● What is needed
Write each line out again exactly as written.

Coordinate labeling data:
============================================================

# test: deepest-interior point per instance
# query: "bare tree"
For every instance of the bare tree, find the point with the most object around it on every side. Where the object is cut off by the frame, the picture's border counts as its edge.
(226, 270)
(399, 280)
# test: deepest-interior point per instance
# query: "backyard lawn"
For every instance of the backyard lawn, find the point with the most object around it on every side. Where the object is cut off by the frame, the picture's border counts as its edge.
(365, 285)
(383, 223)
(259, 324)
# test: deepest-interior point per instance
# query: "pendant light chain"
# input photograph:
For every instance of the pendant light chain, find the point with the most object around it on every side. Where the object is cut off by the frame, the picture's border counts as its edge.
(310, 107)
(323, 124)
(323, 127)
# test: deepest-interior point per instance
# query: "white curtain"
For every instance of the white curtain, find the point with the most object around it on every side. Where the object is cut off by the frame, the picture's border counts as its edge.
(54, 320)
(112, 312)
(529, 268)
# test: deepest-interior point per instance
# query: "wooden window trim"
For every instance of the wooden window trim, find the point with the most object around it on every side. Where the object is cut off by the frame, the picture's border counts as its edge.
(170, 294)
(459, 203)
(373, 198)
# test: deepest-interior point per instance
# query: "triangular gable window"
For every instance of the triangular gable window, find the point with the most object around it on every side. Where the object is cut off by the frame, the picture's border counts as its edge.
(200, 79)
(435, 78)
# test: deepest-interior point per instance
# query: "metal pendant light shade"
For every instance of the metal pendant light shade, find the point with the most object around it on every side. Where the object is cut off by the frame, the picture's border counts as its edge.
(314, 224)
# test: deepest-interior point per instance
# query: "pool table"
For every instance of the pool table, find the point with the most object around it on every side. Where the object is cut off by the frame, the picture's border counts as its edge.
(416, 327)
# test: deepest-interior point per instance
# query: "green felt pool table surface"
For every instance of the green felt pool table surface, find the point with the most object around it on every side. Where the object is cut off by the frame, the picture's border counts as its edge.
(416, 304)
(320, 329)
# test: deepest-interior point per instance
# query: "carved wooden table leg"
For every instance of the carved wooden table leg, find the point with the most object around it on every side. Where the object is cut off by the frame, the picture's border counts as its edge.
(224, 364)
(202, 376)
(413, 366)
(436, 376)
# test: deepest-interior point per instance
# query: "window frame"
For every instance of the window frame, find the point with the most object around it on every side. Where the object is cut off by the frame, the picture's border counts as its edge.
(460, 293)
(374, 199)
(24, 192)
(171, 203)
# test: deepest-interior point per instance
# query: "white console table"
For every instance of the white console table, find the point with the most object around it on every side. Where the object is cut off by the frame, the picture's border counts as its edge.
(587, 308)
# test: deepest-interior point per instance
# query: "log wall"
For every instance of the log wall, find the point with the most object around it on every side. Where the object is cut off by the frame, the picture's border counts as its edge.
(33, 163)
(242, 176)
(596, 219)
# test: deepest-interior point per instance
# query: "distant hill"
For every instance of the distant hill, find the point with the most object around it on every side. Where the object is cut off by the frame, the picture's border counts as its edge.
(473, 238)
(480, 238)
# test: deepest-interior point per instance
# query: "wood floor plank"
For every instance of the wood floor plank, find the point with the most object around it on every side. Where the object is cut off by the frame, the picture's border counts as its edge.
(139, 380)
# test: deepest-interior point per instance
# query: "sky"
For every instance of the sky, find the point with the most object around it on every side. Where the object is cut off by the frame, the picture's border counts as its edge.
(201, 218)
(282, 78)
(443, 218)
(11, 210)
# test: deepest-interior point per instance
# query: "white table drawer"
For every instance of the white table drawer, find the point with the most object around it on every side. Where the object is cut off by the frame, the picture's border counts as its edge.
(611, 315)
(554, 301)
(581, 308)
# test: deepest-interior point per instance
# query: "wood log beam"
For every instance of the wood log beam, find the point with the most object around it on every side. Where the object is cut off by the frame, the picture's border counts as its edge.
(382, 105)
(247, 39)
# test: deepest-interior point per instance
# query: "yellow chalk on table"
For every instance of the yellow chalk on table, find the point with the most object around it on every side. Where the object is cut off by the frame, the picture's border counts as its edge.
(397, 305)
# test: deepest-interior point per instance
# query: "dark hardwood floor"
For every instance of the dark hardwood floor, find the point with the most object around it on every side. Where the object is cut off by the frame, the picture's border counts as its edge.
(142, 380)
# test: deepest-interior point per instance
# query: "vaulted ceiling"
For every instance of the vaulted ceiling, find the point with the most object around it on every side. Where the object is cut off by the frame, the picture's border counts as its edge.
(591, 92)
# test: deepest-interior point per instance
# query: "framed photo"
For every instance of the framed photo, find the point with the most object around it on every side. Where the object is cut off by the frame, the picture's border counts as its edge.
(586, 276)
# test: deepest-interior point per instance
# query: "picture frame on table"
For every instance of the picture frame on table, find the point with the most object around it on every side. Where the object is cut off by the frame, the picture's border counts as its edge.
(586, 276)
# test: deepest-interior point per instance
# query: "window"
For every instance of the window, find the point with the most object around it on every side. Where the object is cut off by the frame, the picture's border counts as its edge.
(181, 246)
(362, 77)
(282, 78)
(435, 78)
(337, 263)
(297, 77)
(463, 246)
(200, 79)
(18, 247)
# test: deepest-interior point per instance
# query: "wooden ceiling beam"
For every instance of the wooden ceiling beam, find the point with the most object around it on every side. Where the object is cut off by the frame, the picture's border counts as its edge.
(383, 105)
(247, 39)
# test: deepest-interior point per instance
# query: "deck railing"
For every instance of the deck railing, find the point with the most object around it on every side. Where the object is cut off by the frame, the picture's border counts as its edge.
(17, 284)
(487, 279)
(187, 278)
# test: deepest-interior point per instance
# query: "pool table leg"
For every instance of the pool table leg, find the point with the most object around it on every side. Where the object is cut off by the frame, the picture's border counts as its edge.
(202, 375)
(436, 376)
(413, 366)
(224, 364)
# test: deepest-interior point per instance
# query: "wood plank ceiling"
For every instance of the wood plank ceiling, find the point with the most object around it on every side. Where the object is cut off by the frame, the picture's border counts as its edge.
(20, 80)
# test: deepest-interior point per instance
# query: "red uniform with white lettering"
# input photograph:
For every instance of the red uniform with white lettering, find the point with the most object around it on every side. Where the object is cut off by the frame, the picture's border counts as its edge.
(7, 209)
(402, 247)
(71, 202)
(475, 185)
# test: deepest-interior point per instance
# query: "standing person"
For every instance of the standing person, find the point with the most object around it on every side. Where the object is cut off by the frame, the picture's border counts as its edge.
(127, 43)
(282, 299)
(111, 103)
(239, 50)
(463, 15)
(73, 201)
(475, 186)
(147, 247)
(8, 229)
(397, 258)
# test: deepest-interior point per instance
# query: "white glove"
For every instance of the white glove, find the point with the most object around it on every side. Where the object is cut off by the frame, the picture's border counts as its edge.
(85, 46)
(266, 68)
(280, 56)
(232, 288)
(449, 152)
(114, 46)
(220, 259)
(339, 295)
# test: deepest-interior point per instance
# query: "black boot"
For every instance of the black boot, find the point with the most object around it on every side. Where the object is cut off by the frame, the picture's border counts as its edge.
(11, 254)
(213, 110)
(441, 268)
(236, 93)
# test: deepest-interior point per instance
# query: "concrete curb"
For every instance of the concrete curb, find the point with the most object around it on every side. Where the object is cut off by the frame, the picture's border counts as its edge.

============================================================

● Reply
# test: deepest-interior point per instance
# query: "bare tree"
For every instance of the bare tree, find the point with the most object around it on every side. Where the object is cut off by the frame, the picture's border counts as its edge.
(226, 270)
(399, 280)
# test: deepest-interior point per instance
# query: "backyard lawn"
For every instance of the backyard lawn, find the point with the most object around it on every side. Where the object is cut off by the frame, the picture's border counts as its edge.
(365, 285)
(383, 223)
(259, 324)
# test: deepest-interior point per instance
# query: "pendant light chain"
# input photograph:
For every instance of the pendant light chain, find the point with the most object around it on every side. Where the object is cut off by the frame, the picture's border counts as its edge.
(310, 107)
(323, 124)
(323, 127)
# test: deepest-interior point per instance
# query: "white curtain"
For every instance of the white curtain, find the point with the most object around it on every side. Where the object is cut off by the frame, the picture's border counts as its edge.
(54, 320)
(112, 312)
(529, 268)
# test: deepest-interior point per instance
# query: "wooden window trim"
For every instance of the wooden window trim, find the point with the most object around it on every side. Where the object is cut off by the frame, the picture's border counts as its edge.
(170, 294)
(459, 203)
(373, 198)
# test: deepest-interior point per instance
# query: "triangular gable window"
For every instance of the triangular gable window, find the point with the most object around it on every side. Where the object is cut off by the frame, the picture's border counts as its edge.
(200, 79)
(435, 78)
# test: deepest-interior point per instance
# query: "metal pendant light shade"
For every instance of the metal pendant light shade, find the point with the most object around it on every side. Where the object is cut off by the frame, the picture's border counts as its edge.
(314, 224)
# test: deepest-interior point per instance
# query: "pool table"
For every instance of the pool table, find the point with the most object around it on every side. Where the object is cut off by the frame, the picture's border counts as its edge.
(416, 327)
# test: deepest-interior point per instance
# query: "green felt pool table surface"
For every instance of the green felt pool table surface, find the point with the most object around it on every side. Where the object is cut off by the frame, the picture's border counts as its edge.
(416, 304)
(320, 329)
# test: deepest-interior point per instance
# query: "carved wooden table leg"
For every instance of the carved wooden table leg, find the point with the most object around it on every side. Where the object is cut off by the frame, the picture's border counts as its edge.
(224, 364)
(202, 376)
(413, 366)
(436, 376)
# test: deepest-interior point per instance
# query: "window frame"
For every instance of the window frame, find the point with the most object around it on every side. Where the object is cut off by the frame, the picture's border counts as its edge.
(460, 293)
(374, 199)
(24, 192)
(171, 203)
# test: deepest-interior point per instance
# query: "white console table"
For every instance of the white console table, find the point with the most object around it on every side. Where the object is cut off by the frame, the picture's border counts as its edge.
(587, 308)
# test: deepest-interior point per instance
# query: "log wall"
For every instance of the log wall, find the point with the most object around it on every side. Where the object is cut off by the frame, the picture's border counts as its edge.
(33, 163)
(242, 176)
(596, 219)
# test: deepest-interior point per instance
# query: "distant hill"
For every instance of the distant hill, find the point with the most object around it on every side. Where the object is cut off by the frame, the picture's border counts as its edge.
(473, 238)
(480, 238)
# test: deepest-interior point per instance
# query: "wood floor plank"
For every instance of the wood floor plank, find the point with the most object around it on every side. Where the object is cut off by the frame, the picture's border counts as its edge.
(139, 380)
# test: deepest-interior point per instance
# query: "sky"
For every instance of the sky, find the point with the most object around it on every side. Where the object is cut off by the frame, the picture's border counts as its edge.
(201, 218)
(282, 78)
(443, 218)
(11, 210)
# test: deepest-interior point per instance
# query: "white table drawer"
For every instance of the white table drawer, find the point with the most object around it on every side. Where the object is cut off by the frame, the picture's border counts as its edge.
(611, 315)
(554, 301)
(581, 308)
# test: deepest-interior point per instance
# query: "wood log beam"
For every instance of the wood log beam, find the point with the most object around it on every side. Where the object is cut off by the frame, the picture's border counts as its edge.
(382, 105)
(247, 39)
# test: deepest-interior point per instance
# query: "yellow chalk on table"
For every instance of the yellow chalk on table, find the point with the most object around it on every side. Where the object is cut off by the frame, the picture's border counts as its edge.
(397, 305)
# test: deepest-interior point per instance
# query: "dark hardwood floor"
For every instance of the dark hardwood floor, find the point with the most object around it on every side. Where the object is cut off by the frame, the picture's border counts as its edge.
(142, 380)
# test: deepest-interior point per instance
# query: "vaulted ceiling"
For every instance of the vaulted ceiling, find the point with the most object around it on every side. Where the object is cut off by the frame, the picture's border counts as its edge.
(591, 92)
# test: deepest-interior point per instance
# query: "framed photo"
For every instance of the framed photo, find the point with the most object around it on every side. Where the object is cut off by the frame, the picture's border counts as its edge.
(586, 276)
# test: deepest-interior point per instance
# query: "picture frame on table"
For every instance of the picture frame on table, find the point with the most object around it on every side. Where the object is cut off by the frame, the picture's border counts as its edge.
(586, 276)
# test: deepest-interior point per instance
# query: "window"
For every instance of the window, find the point with the most object around it on every side. Where the object is cut off by the frame, the picture's border counts as its edge.
(181, 246)
(362, 77)
(282, 78)
(435, 78)
(337, 263)
(297, 77)
(463, 246)
(200, 79)
(18, 247)
# test: deepest-interior point per instance
# query: "wooden ceiling beam"
For every instance of the wooden ceiling beam, find the point with the most object around it on every side. Where the object is cut off by the frame, the picture's border counts as its edge.
(383, 105)
(247, 39)
# test: deepest-interior point per instance
# query: "deck railing"
For every instance of the deck railing, find the point with the most object around it on every side. Where the object is cut off by the frame, the picture's border counts as its edge.
(17, 284)
(487, 279)
(187, 278)
# test: deepest-interior point per instance
# query: "pool table leg"
For every instance of the pool table leg, find the point with the most object around it on every side. Where the object is cut off by the frame, the picture's border counts as its edge.
(202, 375)
(436, 376)
(413, 366)
(224, 364)
# test: deepest-interior point per instance
# query: "wood plank ceiling"
For every instance of the wood plank ceiling, find the point with the most object around it on every side. Where the object is cut off by the frame, the picture's border counts as its edge.
(20, 80)
# test: deepest-interior point per instance
# query: "red uniform with white lettering"
# input photograph:
For every instance of the red uniform with white lettering, find the point with the most object around it on every side. Where the object is cut off by the frame, the picture's border counts as its edge.
(7, 209)
(402, 247)
(71, 202)
(475, 185)
# test: deepest-interior point per instance
# query: "standing person"
For every instance of the standing person, find the point with the most object around it on every side. Where the object is cut off by the frame, the picture's border counts as its edge.
(127, 43)
(282, 299)
(111, 103)
(239, 50)
(463, 15)
(73, 201)
(475, 186)
(147, 247)
(8, 229)
(397, 258)
# test: deepest-interior point per instance
# query: "white glove"
For every instance of the white glove, find the point with the most object around it on every side. Where the object is cut off by the frame, the picture's border counts as its edge.
(85, 46)
(266, 68)
(280, 56)
(232, 288)
(449, 152)
(114, 46)
(220, 259)
(339, 295)
# test: deepest-interior point per instance
# query: "black boot"
For every instance of the black boot, find the point with the most object around it on every side. Where the object is cut off by the frame, the picture's border counts as its edge.
(11, 254)
(213, 110)
(441, 268)
(236, 93)
# test: deepest-interior point per instance
# query: "concrete curb"
For every instance of the concrete curb, find the point with the most object around it on every side. Where the object is cut off by the frame, the picture's border counts as its edge.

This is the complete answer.